WRITTEN PROBLEM
Convert only the lines from the one containing "the wood grain" through the last line of the entries into a JSON list of strings, one string per line, with blank lines left out.

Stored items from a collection
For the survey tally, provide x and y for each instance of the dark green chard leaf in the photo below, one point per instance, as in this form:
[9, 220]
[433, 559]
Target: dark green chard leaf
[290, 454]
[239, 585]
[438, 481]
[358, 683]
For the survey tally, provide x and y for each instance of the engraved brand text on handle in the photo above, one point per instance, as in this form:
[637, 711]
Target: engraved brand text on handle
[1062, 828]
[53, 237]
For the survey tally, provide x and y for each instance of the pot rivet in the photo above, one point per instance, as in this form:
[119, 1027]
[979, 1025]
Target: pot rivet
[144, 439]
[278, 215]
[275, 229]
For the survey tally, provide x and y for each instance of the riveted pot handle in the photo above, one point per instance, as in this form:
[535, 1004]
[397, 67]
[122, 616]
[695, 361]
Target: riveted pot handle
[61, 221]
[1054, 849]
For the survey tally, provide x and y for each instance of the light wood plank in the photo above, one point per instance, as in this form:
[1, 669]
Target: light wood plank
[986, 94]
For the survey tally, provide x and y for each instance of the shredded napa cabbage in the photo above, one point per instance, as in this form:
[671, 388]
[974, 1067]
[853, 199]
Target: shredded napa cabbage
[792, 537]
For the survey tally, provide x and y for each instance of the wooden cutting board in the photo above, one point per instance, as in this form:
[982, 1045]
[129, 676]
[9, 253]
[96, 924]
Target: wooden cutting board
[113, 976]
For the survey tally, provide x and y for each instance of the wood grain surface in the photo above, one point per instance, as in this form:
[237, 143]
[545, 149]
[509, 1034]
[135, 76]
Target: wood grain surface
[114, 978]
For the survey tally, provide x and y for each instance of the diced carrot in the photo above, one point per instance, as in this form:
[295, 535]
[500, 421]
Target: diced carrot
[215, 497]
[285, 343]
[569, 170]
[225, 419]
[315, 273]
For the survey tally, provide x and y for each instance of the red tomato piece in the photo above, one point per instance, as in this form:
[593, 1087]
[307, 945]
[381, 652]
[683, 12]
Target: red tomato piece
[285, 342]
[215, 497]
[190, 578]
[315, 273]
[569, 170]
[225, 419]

PROBLEM SOLUTION
[
  "For the survey tally, provide x and y for each instance of the wood grain surface in the photo above, one point per instance, as in this form:",
  "[237, 143]",
  "[545, 149]",
  "[509, 1034]",
  "[135, 76]",
  "Target: wood grain surface",
  "[114, 978]",
  "For the survey tally, provide x and y for each instance of the diced carrot in the photo above, one point per instance, as in this form:",
  "[295, 535]",
  "[500, 421]",
  "Target: diced carrot",
  "[215, 497]",
  "[285, 343]",
  "[569, 170]",
  "[225, 419]",
  "[315, 273]",
  "For the survey tally, provide x and y for each instance of the red tomato piece in the photo above, one point per instance, as in this form:",
  "[593, 1087]",
  "[307, 945]",
  "[381, 652]",
  "[683, 12]",
  "Target: red tomato piece",
  "[285, 342]",
  "[215, 497]",
  "[190, 578]",
  "[315, 273]",
  "[569, 170]",
  "[225, 419]"
]